■ TEXTO SELECCIONADO ■
▽
Mujeres y hombres bajan del monte envueltos en la espesa bruma de un tupido bosque de pino y encino. Caminan con cuidado en la profunda oscuridad que precede al alba y van cargados de pero inapreciables riquezas. La mayor parte trasporta carbón, ocote y leña para el fuego. Es época de lluvias y muchos llevan un amplio catálogo de hongos silvestres de la temporada, mientras otros cargan costales de hierbas aromáticas y vegetales frescos.
Las mujeres, vestidas con largas faldas tableadas y huanengos, se guardan bajo los rebozos púrpura, mientras que los hombres -unos pocos aún en huaraches y calzón de manta y la mayoría vestidos de mestizos-, se cubren del frío con pesados jorongos de lana pura, y del sereno con el tradicional sombrero puré de ala ancha.
Es jueves y el reloj marca las seis de una clásica mañana fría y oscura de la Meseta Púrhépecha, pero la plaza de Patamban hierve ya con olores a pino, a oyamel, a nurite, atole y hierbas finas recién cortadas.
Hombres y huares –como se les dice a las mujeres en purépecha- acomodan sus mercancías como dispuestos a la venta. Pero esa mañana, a esa hora, en Patamban el comercio no se realiza con dinero.
Sí, es el amanecer del jueves y, como todas las semanas desde tiempos que se pierden en la memoria, los vigilantes del bosque bajan a intercambiar sus productos con los campesinos, artesanos y comerciantes del pueblo.
△
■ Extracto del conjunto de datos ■
▽
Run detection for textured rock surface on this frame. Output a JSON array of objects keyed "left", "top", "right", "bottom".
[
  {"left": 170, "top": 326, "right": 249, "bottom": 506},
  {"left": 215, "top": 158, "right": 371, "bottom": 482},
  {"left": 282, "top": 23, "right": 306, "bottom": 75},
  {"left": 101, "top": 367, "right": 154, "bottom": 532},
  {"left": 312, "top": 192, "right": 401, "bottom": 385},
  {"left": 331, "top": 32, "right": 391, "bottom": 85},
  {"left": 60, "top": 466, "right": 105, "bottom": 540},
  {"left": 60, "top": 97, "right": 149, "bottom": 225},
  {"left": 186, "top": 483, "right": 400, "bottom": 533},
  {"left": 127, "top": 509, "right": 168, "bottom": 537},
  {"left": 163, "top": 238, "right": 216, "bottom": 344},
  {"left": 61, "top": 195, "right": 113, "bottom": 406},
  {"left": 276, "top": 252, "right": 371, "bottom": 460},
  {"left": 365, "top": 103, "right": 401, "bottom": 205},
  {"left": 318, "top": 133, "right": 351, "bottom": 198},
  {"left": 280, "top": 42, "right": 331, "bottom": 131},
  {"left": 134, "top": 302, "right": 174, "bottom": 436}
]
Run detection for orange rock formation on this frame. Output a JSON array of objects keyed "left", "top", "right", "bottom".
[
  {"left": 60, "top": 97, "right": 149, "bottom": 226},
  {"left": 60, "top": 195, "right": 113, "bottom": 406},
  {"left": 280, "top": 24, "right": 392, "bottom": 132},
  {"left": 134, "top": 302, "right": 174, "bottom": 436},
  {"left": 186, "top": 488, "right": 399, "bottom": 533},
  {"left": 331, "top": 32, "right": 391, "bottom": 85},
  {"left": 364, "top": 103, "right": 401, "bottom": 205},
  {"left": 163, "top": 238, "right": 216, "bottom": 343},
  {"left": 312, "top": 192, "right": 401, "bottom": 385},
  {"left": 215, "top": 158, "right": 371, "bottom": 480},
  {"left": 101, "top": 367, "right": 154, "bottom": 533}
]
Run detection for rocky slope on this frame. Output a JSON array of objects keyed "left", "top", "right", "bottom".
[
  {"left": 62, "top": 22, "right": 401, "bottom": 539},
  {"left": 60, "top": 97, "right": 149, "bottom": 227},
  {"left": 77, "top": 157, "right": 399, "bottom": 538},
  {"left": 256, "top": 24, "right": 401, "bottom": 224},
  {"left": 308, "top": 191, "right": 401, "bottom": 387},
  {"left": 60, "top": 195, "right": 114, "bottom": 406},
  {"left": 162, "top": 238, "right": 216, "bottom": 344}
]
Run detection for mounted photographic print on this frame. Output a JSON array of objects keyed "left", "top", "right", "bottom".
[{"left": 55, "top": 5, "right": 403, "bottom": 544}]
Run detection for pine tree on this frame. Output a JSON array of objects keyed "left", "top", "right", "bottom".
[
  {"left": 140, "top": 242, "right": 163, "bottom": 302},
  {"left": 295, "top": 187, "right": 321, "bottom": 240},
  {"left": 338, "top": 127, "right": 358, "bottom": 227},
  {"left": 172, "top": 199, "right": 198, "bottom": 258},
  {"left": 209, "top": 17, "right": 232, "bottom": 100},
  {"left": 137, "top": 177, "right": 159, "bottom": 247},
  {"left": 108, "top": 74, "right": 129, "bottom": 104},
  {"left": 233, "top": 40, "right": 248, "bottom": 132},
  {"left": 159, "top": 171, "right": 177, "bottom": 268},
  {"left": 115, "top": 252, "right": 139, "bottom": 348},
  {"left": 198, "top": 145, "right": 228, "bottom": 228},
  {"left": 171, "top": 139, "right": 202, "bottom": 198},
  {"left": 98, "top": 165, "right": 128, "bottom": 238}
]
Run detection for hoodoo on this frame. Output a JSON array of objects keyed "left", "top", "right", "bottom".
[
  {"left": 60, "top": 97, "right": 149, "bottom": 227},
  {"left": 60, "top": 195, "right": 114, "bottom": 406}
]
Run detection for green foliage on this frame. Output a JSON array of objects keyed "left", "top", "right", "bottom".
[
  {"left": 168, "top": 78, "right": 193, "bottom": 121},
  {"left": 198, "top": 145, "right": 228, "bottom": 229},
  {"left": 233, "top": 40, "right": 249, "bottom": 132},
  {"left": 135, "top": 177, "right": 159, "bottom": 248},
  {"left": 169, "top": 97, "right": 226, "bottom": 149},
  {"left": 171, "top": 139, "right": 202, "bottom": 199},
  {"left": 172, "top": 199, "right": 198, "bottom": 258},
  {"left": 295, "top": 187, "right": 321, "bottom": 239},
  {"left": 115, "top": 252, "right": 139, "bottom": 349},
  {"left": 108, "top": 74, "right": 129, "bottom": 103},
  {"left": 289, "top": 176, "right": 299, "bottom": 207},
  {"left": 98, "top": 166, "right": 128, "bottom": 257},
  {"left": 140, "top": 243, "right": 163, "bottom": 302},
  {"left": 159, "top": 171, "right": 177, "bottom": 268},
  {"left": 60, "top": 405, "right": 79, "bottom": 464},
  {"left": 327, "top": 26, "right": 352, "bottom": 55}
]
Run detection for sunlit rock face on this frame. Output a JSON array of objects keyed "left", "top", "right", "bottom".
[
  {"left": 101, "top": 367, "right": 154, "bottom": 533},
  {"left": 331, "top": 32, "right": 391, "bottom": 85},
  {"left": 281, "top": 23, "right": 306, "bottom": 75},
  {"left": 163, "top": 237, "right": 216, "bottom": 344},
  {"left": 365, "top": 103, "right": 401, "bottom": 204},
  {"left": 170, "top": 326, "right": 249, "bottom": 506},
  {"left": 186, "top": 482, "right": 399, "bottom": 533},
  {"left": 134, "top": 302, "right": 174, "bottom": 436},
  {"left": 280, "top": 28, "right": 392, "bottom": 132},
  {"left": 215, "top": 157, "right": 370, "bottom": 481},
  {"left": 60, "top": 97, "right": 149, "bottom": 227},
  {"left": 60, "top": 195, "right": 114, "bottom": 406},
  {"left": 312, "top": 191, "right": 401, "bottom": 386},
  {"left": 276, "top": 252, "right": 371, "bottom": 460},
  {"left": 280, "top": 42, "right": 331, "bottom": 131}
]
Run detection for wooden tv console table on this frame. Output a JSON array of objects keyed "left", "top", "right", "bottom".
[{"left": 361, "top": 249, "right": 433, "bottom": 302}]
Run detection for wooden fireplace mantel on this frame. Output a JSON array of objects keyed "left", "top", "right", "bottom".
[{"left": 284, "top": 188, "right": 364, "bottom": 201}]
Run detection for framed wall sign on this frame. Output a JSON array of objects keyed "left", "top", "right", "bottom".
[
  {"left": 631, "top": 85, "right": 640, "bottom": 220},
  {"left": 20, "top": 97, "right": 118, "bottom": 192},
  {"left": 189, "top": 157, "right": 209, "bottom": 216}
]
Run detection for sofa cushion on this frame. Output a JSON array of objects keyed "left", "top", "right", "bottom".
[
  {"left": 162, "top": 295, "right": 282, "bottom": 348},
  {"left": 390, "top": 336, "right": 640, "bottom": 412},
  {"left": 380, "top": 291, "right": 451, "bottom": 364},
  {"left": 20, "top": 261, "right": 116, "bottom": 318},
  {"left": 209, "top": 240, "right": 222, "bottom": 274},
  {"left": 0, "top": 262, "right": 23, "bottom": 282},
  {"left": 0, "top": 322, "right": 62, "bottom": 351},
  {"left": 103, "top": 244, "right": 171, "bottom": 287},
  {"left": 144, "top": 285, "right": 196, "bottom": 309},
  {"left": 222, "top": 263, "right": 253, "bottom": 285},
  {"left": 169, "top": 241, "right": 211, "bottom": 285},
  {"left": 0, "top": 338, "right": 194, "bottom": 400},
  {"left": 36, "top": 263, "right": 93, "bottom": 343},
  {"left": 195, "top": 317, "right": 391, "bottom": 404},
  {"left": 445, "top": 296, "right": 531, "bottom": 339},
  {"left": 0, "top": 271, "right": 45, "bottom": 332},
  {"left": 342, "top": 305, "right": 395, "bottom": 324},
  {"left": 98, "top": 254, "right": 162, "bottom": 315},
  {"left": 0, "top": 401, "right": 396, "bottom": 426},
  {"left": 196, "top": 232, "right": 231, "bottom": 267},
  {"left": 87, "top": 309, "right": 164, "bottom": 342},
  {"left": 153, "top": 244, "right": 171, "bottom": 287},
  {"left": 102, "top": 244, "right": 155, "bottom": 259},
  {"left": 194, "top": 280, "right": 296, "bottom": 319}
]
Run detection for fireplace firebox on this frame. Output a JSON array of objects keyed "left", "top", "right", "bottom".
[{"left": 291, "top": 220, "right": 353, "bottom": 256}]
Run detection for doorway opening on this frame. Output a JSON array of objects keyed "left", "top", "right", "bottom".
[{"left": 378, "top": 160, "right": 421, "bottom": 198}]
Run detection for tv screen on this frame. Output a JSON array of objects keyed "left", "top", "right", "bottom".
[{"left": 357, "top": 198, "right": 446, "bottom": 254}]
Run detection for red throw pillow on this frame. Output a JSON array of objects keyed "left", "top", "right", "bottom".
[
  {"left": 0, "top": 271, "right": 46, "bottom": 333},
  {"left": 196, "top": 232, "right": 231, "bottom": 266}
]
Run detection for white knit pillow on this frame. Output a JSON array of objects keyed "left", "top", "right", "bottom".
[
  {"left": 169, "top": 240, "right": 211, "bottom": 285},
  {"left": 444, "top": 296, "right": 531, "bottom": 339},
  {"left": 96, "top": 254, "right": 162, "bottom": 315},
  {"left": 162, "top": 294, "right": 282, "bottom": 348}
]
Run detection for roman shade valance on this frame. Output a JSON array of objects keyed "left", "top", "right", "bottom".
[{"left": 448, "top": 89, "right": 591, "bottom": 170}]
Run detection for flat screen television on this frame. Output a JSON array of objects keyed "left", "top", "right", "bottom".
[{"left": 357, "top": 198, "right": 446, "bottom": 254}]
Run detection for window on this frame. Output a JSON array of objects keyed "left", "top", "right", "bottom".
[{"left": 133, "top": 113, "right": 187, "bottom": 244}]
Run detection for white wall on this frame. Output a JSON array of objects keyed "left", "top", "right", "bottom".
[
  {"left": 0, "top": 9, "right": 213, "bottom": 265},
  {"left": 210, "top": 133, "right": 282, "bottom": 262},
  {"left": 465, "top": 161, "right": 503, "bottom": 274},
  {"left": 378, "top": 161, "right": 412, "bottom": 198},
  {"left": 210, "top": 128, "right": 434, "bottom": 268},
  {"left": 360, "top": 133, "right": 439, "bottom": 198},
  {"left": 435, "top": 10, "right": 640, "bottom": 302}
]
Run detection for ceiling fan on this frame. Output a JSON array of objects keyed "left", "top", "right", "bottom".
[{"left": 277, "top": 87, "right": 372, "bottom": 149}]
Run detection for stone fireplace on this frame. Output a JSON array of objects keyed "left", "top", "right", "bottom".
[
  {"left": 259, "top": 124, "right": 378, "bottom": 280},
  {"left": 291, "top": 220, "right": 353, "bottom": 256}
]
△
▽
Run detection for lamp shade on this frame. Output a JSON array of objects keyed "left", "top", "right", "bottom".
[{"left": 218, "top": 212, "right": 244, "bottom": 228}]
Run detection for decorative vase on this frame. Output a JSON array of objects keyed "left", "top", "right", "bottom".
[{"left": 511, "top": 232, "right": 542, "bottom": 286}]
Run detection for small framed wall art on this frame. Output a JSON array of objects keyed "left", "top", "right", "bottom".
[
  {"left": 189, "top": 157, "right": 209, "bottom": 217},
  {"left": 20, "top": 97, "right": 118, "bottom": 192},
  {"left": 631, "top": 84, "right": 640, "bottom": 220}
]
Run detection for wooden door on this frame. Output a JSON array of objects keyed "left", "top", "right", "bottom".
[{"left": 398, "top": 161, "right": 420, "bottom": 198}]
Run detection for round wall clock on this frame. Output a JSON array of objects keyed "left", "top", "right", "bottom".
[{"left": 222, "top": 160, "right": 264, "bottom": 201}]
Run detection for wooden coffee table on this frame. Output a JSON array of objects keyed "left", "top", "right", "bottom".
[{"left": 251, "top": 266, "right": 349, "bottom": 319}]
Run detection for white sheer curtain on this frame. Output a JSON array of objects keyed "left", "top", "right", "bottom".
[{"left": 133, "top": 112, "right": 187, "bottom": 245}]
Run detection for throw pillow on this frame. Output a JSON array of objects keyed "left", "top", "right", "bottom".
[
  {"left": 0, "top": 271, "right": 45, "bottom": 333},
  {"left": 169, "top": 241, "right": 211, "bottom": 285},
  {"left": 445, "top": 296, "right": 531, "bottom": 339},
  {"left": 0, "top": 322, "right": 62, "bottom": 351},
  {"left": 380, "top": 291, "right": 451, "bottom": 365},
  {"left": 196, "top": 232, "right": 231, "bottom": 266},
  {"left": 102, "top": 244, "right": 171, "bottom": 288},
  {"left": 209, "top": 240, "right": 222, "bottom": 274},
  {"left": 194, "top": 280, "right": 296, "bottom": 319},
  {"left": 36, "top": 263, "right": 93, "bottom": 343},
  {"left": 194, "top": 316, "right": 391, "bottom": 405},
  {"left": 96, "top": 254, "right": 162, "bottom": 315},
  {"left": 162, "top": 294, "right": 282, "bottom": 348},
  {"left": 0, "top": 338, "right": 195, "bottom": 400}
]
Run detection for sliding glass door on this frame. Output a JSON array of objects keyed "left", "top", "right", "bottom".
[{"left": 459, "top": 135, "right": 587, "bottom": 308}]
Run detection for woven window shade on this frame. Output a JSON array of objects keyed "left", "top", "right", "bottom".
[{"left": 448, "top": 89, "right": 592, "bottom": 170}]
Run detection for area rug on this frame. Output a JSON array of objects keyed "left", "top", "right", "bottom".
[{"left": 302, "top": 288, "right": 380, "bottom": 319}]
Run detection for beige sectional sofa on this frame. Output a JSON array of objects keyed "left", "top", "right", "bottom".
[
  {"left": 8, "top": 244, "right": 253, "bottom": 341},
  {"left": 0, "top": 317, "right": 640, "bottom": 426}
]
△
■ LISTA DE TAREAS ■
[A] Resume en dos oraciones el texto sobre Patamban.
[B] Traduce al inglés la siguiente oración del texto sobre Patamban: "Pero esa mañana, a esa hora, en Patamban el comercio no se realiza con dinero."
Las entradas constituyen un material aparte, sin relación con el texto.

■ RESPUESTAS POR TAREA ■
[A] Un jueves antes del alba, en la Meseta Púrhépecha, mujeres y hombres bajan del monte cargados de carbón, ocote, leña, hongos silvestres, hierbas aromáticas y vegetales frescos hacia la plaza de Patamban. Allí, como todas las semanas desde tiempos inmemoriales, intercambian sus productos con los campesinos, artesanos y comerciantes del pueblo sin usar dinero.

[B] But that morning, at that hour, in Patamban trade is not carried out with money.